- Written exercise -
Write out all of the data exactly as it appears.

- Listed entries -

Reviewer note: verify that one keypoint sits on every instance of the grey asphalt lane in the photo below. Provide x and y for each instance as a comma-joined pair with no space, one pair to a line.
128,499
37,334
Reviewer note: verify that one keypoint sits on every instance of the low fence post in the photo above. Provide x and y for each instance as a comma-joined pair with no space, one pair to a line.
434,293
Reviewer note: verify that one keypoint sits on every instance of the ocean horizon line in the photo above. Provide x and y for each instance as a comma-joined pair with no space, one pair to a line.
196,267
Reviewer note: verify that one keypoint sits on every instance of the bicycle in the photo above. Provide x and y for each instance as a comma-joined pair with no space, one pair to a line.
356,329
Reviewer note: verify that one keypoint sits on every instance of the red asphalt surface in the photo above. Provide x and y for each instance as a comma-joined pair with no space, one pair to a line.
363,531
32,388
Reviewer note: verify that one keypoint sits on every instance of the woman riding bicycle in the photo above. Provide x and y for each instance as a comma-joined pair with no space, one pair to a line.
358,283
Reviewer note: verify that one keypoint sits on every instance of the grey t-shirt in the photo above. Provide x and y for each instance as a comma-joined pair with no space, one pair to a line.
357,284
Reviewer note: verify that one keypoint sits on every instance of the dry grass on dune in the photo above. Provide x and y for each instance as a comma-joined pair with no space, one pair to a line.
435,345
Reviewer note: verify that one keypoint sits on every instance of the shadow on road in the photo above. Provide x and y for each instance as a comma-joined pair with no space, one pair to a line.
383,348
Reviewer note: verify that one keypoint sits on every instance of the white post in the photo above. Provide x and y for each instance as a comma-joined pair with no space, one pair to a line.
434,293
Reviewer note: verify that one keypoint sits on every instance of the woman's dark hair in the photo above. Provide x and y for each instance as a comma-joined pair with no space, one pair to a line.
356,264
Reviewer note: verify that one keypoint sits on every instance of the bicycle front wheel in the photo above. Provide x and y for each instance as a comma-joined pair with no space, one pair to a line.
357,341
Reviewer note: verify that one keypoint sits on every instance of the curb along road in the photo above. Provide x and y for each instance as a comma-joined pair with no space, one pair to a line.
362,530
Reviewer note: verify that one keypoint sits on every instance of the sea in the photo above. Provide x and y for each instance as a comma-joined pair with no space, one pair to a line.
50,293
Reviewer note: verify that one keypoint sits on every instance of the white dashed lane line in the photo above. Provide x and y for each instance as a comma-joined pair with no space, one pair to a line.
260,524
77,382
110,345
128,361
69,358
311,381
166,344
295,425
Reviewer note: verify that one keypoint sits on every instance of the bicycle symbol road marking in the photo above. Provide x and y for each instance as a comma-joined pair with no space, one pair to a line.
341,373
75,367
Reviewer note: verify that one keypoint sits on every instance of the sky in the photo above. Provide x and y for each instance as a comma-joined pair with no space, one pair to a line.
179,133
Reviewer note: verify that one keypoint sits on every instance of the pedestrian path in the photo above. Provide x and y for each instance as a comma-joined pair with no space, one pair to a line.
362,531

- Solved exercise -
Reviewer note: verify that one keypoint sits on every instance of the grey asphalt lane in the photo below. Provide x and y for each instance as a comma-joined pair with no space, one pair to a line.
128,499
37,334
Reviewer note: verify that one keypoint sits on every instance of the low fence post in the photo above. Provide x and y for each instance as a comma-joined pair with no space, one pair to a line.
434,293
Reviewer note: verify that one keypoint sits on every instance of the ocean horizon line in the photo above. Provide x and y for each instance as a comma-joined pair with no space, one pair to a line.
196,267
Reviewer note: verify that one keypoint sits on every instance of the bicycle in the photo above. Provide x and y for each instance as a comma-joined pair with no space, one pair to a line.
356,329
Reviewer note: verify that one keypoint sits on every instance of the red asphalt surface in the photo above. Provide x and y for each instance as a comma-joined pair with no space, one pair to a line.
363,531
32,388
Reviewer note: verify that one keypoint sits on every instance of the woman riding bicycle in the photo above. Provide x and y for each instance as a comma-joined pair with no space, one pair to a line.
358,283
Reviewer note: verify that one keypoint sits on every instance of the grey t-shirt in the photo above. Provide x and y for each instance as a comma-joined pair with no space, one pair to a line.
357,284
Reviewer note: verify that one keypoint sits on every instance of the dry grass on dune in the photo above. Provide x and y for each instance as a comma-joined pair with no space, one pair to a line.
435,345
Reviewer note: verify that one keypoint sits on every instance of the shadow on road in the photo above. Provide x and y for each instance as a comma-joined pair with no space, one pair to a line.
383,348
Reviewer note: verify that one keypoint sits on every instance of the white post in the photo above. Provide x and y for each instance as a comma-joined pair with no space, one pair to a line.
434,293
Reviewer note: verify that one keypoint sits on every instance of the woman's dark hair in the photo above. Provide x and y for each instance as a comma-joined pair with no space, one pair to a line.
356,264
Reviewer note: verify that one keypoint sits on every instance of the bicycle front wheel in the photo above. Provide x and y for each instance as a comma-joined pair with no space, one pair to a line.
357,341
Reviewer note: verify that one keypoint sits on every instance of the curb along road in the photo above. Provide x and y for each instance as a comma-joined pair with no space, one pair to a line.
362,530
Reviewer note: verify that one keypoint sits on every instance of the sea in the photo above. Provide x and y for each instance as a comma-joined pair with no space, one pair to a line.
50,293
Reviewer note: verify that one keypoint sits on every instance of the white dashed lane line in the photo above. Provide x and y for each instance as a comma-joined pair with no space, one pair to a line.
260,524
77,382
110,345
128,361
69,358
311,381
166,344
295,425
Reviewer note: verify that one keypoint sits on every instance of the bicycle symbol road marking in the photo above. Provide x and y for each instance as a comma-joined pair with no space, one pair to a line.
341,373
75,367
Reviewer note: verify that one keypoint sits on every instance of the sky in the photo above. Provide x and y for each instance as a comma-joined pair with no space, one pair to a line.
179,133
Reviewer note: verify that one keypoint sits on every instance of the pedestrian path in the photo above. Provide x and y for each instance as a comma-joined pair with no space, one pair to a line.
362,531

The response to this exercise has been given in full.